● Try it: Whenever a line below holds the word "then", count it; please give only the final number.

● Saved entries:
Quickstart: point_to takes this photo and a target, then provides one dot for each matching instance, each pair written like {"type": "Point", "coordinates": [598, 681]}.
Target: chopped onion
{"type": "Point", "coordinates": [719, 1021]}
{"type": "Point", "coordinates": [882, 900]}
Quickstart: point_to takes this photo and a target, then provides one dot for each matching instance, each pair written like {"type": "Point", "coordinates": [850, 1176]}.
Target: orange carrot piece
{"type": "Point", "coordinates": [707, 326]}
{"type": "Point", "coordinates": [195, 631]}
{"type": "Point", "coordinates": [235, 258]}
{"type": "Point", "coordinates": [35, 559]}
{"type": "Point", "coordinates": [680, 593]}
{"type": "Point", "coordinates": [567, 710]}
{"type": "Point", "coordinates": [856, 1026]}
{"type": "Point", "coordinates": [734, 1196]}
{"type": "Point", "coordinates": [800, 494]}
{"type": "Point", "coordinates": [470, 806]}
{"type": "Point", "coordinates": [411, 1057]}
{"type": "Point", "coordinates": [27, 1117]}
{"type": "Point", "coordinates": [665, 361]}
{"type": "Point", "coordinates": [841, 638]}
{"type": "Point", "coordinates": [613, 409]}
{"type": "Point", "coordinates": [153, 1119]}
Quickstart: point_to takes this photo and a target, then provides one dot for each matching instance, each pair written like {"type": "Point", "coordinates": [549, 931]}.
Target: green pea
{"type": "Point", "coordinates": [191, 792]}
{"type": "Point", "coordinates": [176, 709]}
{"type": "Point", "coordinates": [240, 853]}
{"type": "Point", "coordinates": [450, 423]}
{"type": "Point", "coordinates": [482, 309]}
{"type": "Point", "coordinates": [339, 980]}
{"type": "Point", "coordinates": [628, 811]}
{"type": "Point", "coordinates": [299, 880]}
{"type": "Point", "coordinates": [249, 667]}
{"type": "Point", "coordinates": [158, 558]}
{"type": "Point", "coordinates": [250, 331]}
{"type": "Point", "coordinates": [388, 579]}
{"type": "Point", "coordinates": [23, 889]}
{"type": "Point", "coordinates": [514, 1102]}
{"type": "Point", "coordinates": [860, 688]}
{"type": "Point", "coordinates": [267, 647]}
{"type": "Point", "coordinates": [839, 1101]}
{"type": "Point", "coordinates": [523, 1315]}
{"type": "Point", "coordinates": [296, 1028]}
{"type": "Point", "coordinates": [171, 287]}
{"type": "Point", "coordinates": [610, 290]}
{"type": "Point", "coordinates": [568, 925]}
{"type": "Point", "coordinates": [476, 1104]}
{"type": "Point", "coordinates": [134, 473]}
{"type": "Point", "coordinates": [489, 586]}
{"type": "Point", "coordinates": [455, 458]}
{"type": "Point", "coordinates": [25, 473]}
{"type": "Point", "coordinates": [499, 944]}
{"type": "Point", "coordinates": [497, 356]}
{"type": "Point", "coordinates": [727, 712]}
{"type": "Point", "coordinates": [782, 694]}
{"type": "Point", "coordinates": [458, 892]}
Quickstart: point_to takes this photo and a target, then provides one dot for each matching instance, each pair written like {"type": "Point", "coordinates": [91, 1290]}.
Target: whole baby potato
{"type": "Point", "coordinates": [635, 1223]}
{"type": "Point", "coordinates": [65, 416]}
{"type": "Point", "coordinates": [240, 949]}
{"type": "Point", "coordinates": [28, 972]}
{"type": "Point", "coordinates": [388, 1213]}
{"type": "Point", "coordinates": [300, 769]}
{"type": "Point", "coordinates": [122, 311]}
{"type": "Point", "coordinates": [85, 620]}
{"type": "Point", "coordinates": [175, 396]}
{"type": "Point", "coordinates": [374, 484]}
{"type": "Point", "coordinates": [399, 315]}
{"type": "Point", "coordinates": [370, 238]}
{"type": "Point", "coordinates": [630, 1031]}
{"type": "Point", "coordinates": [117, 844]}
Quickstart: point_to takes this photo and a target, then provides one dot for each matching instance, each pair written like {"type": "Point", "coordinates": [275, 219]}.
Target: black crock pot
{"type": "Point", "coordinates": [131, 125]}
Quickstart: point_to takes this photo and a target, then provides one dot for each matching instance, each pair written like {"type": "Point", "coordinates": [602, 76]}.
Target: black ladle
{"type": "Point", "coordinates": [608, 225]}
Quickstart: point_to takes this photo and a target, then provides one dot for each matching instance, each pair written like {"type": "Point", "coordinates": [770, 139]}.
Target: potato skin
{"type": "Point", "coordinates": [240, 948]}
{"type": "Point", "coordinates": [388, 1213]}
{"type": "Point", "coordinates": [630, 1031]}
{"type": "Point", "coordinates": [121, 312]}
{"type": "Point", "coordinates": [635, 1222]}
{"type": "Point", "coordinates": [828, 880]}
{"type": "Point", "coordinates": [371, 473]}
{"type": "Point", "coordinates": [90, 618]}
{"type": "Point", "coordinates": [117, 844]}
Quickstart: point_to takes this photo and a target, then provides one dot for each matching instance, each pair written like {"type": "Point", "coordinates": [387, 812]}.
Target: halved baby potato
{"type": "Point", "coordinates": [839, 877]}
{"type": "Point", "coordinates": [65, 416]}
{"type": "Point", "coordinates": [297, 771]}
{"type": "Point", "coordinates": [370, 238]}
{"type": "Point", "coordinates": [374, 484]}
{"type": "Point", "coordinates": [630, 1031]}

● Solution to the problem: 8